# MATERIAL FOR THE TASK
————————
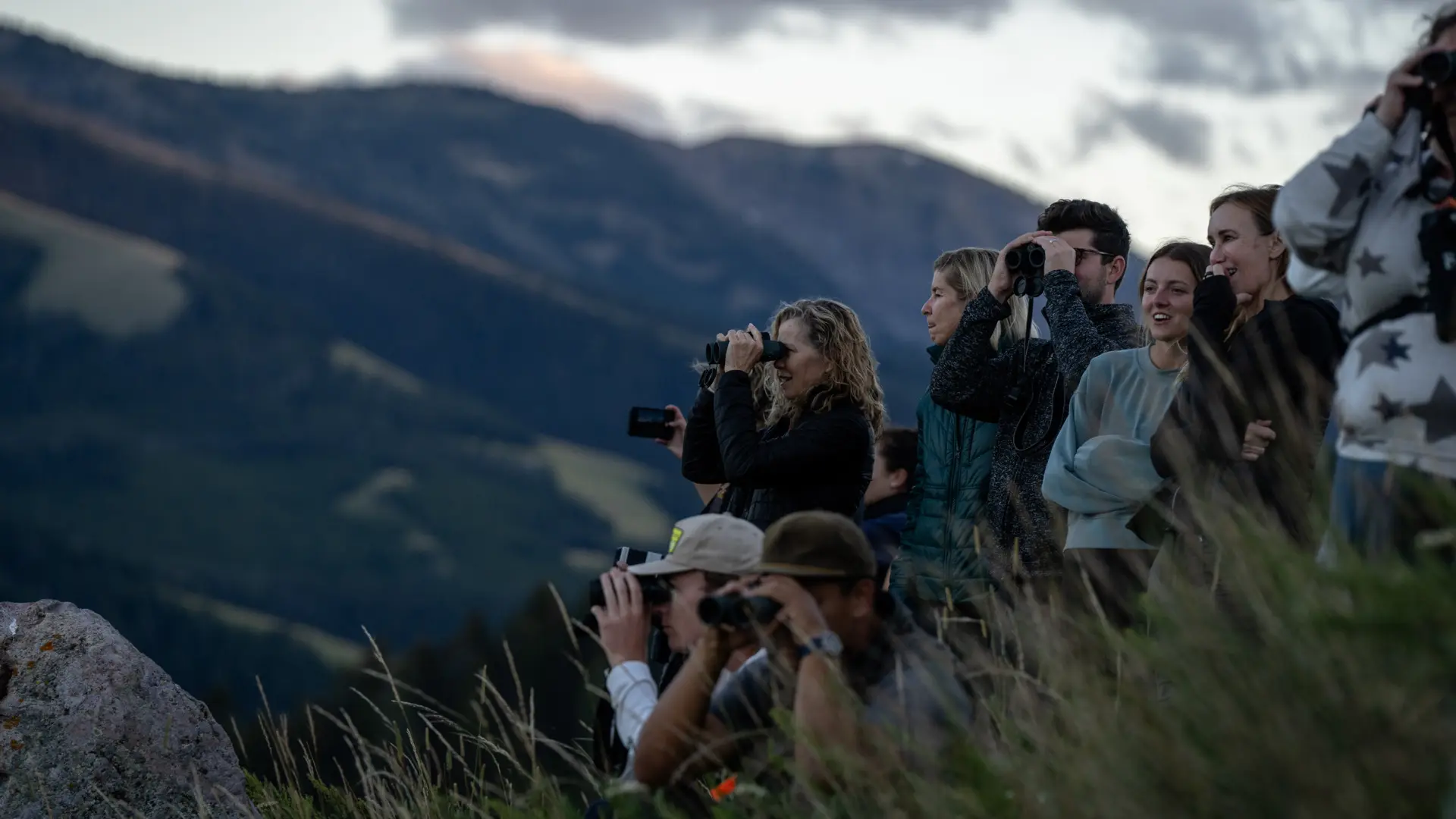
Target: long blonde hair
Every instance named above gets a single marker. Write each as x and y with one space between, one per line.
836 333
968 271
1260 203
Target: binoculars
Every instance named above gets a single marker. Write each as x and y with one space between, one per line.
1027 265
736 611
772 352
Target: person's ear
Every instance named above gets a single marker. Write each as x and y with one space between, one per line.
862 598
1277 246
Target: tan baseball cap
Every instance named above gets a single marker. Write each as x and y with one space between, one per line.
721 544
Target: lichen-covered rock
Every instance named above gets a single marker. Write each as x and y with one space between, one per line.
91 727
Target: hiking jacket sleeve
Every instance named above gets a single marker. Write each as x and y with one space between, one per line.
819 447
634 695
702 463
900 567
1320 209
1074 334
1090 472
971 378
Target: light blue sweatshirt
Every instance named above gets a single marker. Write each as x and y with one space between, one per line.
1101 468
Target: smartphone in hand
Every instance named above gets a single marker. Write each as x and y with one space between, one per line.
650 423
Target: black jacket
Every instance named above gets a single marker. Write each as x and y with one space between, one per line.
823 463
1279 366
974 379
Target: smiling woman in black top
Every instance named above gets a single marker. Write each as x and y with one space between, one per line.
1248 420
817 450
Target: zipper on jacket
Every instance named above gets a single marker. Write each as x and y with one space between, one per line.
948 515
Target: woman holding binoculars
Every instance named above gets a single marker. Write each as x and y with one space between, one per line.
819 447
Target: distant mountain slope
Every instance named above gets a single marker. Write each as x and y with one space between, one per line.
309 360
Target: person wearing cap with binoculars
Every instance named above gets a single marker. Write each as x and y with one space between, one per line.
845 659
705 553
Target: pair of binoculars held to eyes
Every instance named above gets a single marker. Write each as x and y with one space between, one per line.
1027 265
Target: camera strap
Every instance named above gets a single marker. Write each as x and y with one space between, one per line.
1438 129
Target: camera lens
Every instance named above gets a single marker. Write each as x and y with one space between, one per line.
1438 67
715 608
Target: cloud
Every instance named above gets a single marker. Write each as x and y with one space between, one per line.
1245 46
935 126
648 20
1024 158
1183 136
544 77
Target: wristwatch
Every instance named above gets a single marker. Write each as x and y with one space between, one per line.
826 645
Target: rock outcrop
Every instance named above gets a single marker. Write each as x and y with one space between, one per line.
91 727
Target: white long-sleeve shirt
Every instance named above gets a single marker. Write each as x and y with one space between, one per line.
634 695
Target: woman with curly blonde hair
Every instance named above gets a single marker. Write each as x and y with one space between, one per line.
826 411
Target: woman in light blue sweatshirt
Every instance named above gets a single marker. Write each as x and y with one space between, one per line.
1101 468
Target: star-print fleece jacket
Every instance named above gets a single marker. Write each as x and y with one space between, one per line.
1356 212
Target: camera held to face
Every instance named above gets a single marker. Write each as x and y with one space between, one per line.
772 352
655 592
1439 249
1027 267
736 611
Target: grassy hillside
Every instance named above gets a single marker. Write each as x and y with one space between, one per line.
261 474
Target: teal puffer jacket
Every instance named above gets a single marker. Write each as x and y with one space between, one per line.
938 547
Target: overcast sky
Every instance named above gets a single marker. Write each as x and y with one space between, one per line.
1152 105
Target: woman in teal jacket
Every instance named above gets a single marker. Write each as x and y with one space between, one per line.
938 551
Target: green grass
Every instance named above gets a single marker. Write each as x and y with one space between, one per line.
1298 691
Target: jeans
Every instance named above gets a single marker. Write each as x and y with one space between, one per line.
1381 509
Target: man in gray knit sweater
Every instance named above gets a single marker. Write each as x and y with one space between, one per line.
1025 388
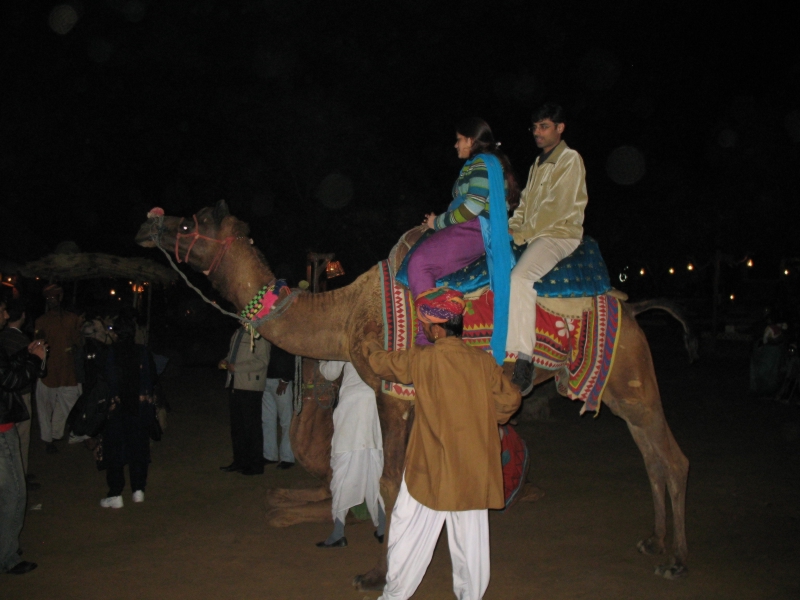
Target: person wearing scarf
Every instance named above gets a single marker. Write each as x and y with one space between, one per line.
452 472
476 222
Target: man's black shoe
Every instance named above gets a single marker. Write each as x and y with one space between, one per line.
253 470
340 543
523 376
26 567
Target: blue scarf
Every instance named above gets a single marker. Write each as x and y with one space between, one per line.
498 254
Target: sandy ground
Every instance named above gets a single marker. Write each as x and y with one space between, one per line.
201 533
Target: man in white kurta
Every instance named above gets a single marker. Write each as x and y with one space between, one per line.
356 452
549 219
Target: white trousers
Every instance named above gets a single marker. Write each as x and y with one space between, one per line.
413 533
357 478
53 406
277 408
541 255
24 431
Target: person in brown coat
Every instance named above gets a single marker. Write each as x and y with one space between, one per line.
58 392
452 472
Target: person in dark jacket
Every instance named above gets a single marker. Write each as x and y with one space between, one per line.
130 373
16 372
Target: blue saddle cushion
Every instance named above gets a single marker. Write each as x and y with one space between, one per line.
582 273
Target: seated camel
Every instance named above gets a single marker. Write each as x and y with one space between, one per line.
330 326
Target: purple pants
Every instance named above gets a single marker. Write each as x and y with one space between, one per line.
445 252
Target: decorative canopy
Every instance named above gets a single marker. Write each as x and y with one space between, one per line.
72 267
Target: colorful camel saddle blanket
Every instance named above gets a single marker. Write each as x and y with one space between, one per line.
583 273
577 338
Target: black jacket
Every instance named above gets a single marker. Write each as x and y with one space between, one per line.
16 372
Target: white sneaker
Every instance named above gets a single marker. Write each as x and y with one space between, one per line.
111 502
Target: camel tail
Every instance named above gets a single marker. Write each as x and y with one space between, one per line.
689 338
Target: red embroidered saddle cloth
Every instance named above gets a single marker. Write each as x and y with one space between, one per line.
579 347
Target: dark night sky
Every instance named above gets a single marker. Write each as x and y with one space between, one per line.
281 106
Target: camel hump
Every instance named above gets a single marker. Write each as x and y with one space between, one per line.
403 245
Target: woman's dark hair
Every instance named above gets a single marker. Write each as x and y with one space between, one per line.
483 142
455 326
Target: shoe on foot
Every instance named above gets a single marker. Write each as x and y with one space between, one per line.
111 502
523 376
259 470
22 567
340 543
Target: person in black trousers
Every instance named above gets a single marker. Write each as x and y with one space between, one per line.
247 375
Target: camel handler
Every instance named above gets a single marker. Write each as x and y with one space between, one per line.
549 219
452 472
57 392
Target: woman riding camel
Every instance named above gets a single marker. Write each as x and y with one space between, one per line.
475 222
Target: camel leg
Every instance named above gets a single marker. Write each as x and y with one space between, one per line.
282 497
632 394
396 417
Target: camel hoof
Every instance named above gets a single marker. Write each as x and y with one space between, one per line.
676 570
650 546
369 582
278 517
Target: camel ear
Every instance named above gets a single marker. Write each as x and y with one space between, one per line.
220 211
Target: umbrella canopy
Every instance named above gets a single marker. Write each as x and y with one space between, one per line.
72 267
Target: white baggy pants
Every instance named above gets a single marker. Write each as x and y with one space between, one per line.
539 258
53 406
413 533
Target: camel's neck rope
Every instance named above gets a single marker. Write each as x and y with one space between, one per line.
254 321
224 245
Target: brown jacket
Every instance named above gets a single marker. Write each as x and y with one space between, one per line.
553 201
453 455
62 332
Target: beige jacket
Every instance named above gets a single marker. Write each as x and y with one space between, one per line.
553 201
453 454
250 368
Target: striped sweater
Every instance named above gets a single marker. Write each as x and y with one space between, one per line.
470 195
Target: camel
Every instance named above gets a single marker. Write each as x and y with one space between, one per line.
330 326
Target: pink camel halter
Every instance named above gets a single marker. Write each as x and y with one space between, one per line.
224 245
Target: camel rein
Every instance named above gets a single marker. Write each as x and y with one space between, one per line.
274 312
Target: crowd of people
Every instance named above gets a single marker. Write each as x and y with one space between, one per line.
114 382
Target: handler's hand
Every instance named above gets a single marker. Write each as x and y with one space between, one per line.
429 220
38 348
372 327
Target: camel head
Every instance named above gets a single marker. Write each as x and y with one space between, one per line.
200 240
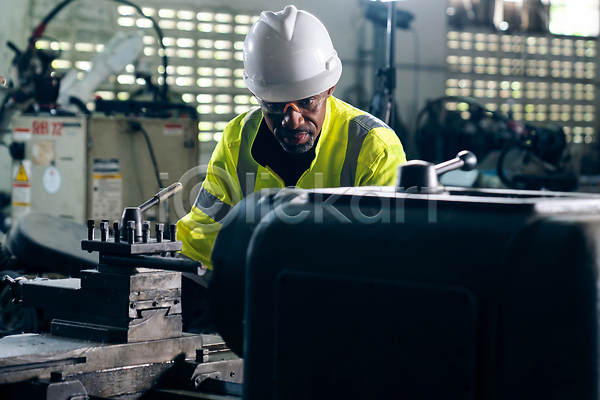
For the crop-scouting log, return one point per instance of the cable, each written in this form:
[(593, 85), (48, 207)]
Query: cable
[(137, 127)]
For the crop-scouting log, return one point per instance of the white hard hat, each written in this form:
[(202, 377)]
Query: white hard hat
[(288, 55)]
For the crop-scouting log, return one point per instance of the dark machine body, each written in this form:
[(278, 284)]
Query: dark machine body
[(416, 291), (378, 293)]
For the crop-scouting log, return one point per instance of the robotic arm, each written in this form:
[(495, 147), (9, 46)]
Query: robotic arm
[(122, 49)]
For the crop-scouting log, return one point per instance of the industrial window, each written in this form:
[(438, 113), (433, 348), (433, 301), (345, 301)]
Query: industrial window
[(535, 78)]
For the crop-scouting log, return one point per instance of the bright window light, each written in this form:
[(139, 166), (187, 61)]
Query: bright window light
[(575, 17)]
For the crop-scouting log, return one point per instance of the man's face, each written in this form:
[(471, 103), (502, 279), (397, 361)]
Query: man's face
[(297, 124)]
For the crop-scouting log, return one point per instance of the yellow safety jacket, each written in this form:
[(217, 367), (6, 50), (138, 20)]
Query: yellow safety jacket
[(354, 149)]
————————
# HOW TO COMPLETE THIS TASK
Your reply is to repeat, unchanged, the lines above running from the one with "Target: man's black shoe" up to and including the one with "Target: man in white kurta".

# SOLUTION FOR THIS PROBLEM
Target: man's black shoe
Every instance named above gets a single marker. Write each as x and y with one space between, one per line.
253 470
340 543
523 376
26 567
Target: blue scarf
Every instance named above gets a single marker. Write each as x and y with one space between, one per line.
498 254
Target: sandy ground
Every instance named above gets a single marker. Write each as x and y with one space between, one per line.
201 533
Target: man in white kurta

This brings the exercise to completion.